▶ Exercise requirements
Transcribe, word for word, the line containing "Would you be so kind as to locate the orange" and each line following it through the end of the listing below. Omit all other lines.

[Named-object pointing records]
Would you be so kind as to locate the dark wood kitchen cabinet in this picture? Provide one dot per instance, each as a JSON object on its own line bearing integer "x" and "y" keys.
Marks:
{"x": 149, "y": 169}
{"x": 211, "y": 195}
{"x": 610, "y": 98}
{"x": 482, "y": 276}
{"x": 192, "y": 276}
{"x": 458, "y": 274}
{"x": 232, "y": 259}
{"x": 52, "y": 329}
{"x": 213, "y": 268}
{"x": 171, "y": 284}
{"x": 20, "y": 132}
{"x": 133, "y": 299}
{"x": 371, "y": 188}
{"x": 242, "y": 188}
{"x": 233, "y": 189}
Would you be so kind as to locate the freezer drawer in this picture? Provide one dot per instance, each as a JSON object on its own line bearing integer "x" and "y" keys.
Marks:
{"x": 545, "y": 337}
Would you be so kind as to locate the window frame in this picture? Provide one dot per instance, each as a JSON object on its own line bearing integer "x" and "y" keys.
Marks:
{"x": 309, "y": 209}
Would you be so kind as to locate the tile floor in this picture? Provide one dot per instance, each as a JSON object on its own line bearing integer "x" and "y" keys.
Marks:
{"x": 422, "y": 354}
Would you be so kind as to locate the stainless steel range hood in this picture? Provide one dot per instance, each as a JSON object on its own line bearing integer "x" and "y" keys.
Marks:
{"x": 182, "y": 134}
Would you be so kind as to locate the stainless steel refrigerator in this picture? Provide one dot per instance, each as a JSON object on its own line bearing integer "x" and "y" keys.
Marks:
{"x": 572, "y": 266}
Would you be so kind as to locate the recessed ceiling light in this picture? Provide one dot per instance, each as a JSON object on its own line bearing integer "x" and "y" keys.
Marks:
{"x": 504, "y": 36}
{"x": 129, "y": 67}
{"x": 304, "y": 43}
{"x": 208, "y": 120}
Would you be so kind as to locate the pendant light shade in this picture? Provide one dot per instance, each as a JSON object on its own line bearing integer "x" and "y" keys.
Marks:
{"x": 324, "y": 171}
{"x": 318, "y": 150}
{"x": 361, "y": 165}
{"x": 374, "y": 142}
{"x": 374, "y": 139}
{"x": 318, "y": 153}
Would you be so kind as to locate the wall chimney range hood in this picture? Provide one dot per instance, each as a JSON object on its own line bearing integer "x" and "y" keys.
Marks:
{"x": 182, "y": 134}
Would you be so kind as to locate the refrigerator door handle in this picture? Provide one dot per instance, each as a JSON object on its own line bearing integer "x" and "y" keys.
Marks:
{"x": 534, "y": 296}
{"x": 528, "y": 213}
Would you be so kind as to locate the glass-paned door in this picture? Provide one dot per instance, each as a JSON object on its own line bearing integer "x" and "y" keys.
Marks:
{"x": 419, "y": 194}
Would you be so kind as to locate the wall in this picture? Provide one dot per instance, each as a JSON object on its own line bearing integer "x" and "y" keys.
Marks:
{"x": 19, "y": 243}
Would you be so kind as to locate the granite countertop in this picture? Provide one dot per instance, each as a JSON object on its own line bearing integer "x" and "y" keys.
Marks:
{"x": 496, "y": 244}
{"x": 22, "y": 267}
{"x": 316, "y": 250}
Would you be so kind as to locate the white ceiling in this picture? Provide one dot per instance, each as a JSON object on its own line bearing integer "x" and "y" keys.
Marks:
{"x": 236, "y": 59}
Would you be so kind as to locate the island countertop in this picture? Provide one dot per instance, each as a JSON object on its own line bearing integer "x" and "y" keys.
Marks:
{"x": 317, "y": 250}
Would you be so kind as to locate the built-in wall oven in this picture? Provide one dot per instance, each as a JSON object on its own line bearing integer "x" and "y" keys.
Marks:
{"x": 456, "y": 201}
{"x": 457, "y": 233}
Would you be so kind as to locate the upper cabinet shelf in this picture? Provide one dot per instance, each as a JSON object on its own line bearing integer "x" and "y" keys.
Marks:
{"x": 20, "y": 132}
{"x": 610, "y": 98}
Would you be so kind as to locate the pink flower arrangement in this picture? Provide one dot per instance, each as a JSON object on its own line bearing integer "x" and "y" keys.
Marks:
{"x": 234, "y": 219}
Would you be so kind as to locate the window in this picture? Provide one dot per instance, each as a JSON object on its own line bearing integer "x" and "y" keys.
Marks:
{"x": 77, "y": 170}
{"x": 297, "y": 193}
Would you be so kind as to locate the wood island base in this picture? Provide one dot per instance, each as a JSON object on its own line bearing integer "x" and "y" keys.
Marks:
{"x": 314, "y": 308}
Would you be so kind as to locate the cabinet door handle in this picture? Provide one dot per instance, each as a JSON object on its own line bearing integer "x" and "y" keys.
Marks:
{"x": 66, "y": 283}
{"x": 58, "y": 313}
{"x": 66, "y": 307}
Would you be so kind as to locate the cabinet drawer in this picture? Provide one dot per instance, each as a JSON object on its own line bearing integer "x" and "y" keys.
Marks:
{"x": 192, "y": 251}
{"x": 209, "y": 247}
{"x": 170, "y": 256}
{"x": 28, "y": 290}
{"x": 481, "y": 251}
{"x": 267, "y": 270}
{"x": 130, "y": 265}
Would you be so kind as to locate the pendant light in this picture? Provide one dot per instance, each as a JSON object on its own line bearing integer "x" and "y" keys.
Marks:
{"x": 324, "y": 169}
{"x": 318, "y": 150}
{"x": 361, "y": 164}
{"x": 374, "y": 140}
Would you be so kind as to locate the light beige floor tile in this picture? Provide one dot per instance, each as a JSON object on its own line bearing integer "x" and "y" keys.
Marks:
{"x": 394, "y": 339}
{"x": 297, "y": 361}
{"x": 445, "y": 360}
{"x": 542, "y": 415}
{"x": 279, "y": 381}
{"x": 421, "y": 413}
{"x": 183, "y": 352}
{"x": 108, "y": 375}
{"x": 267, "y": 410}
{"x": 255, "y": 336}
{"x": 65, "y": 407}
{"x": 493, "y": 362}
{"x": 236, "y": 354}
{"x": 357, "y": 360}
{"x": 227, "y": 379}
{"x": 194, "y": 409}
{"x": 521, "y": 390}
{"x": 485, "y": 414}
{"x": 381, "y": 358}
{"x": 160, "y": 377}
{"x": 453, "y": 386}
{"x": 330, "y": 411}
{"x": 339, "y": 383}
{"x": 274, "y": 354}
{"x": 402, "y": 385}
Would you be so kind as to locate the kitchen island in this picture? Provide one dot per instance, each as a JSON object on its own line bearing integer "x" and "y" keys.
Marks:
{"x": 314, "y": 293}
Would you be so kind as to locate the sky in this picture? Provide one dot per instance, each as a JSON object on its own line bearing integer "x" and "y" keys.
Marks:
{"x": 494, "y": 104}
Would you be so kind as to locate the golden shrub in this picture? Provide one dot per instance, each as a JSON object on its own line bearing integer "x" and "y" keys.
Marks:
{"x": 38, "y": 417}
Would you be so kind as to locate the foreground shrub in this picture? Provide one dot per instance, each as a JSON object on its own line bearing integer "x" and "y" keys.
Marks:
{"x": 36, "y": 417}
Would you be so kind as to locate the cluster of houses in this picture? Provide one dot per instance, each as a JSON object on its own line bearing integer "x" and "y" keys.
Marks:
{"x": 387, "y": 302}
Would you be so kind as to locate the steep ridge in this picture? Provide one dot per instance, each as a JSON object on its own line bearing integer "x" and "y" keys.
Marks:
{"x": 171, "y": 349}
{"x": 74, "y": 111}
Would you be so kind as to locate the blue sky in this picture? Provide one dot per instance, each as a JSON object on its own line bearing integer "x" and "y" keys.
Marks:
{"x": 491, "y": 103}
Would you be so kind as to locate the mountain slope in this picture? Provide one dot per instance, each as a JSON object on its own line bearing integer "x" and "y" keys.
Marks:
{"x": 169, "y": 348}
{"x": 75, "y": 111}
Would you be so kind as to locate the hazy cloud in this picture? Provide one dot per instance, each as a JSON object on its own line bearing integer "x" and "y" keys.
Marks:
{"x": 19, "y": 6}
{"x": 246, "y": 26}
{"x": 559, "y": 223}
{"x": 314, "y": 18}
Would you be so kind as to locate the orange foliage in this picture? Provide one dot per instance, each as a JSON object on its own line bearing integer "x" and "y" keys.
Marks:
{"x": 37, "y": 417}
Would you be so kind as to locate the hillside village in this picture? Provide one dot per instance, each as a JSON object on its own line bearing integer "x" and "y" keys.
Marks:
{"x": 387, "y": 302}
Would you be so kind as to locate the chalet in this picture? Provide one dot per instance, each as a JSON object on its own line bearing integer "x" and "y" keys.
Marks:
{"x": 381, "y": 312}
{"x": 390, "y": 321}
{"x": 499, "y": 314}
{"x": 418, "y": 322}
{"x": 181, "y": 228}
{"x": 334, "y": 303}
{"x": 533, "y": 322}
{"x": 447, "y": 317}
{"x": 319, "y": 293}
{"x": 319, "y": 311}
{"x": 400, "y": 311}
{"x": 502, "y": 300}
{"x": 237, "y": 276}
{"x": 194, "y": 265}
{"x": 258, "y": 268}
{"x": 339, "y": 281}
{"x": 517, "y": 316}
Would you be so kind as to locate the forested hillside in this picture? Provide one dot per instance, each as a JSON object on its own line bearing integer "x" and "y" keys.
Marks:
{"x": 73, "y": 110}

▶ Answer to the exercise
Would you be so kind as to locate the orange foliage in this picture? Provide one dot per instance, each as a JSON object on its own line bearing integer "x" and "y" keys.
Marks:
{"x": 37, "y": 417}
Would you be so kind as to locate the hillside village in this picture? Provide one dot per instance, each as a JSON object on its own line bearing integer "x" and "y" keys.
Marks:
{"x": 387, "y": 302}
Would you be so kind as to locate the chalet in this picture? Provide one dot per instance, each as a JSON object on its own line bearing integer "x" and "y" keys.
Marks:
{"x": 381, "y": 312}
{"x": 390, "y": 321}
{"x": 499, "y": 314}
{"x": 418, "y": 322}
{"x": 181, "y": 228}
{"x": 334, "y": 303}
{"x": 533, "y": 322}
{"x": 447, "y": 317}
{"x": 319, "y": 293}
{"x": 319, "y": 311}
{"x": 400, "y": 311}
{"x": 502, "y": 300}
{"x": 237, "y": 276}
{"x": 194, "y": 265}
{"x": 258, "y": 268}
{"x": 339, "y": 281}
{"x": 517, "y": 316}
Would you be so kind as to locate the forested hillside in this picture? Provide one dot per instance, each as a JSON object on its own line bearing integer "x" and "y" keys.
Marks:
{"x": 73, "y": 110}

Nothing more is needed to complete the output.